◆ Exercise brief
Apart from the pictures, every entry must be retyped exactly.

◆ Materials provided
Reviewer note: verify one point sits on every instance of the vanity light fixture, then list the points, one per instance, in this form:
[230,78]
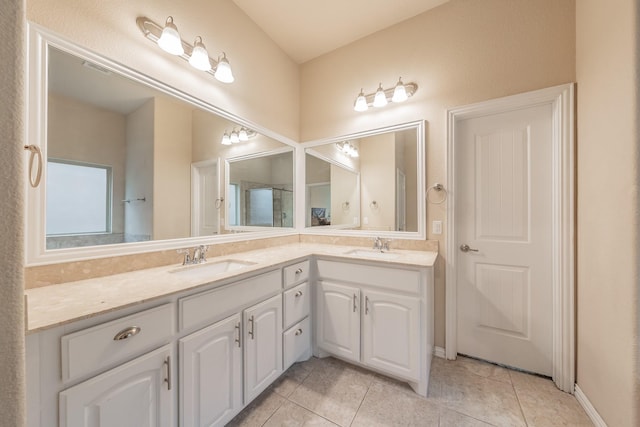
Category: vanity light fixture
[381,97]
[169,40]
[236,136]
[348,148]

◆ Task result
Reviewer note: verify one point sits on every instance of the vanity light fixture, then list the points, one per instance, in this form:
[230,78]
Category: vanity light fixture
[381,97]
[169,40]
[236,136]
[348,148]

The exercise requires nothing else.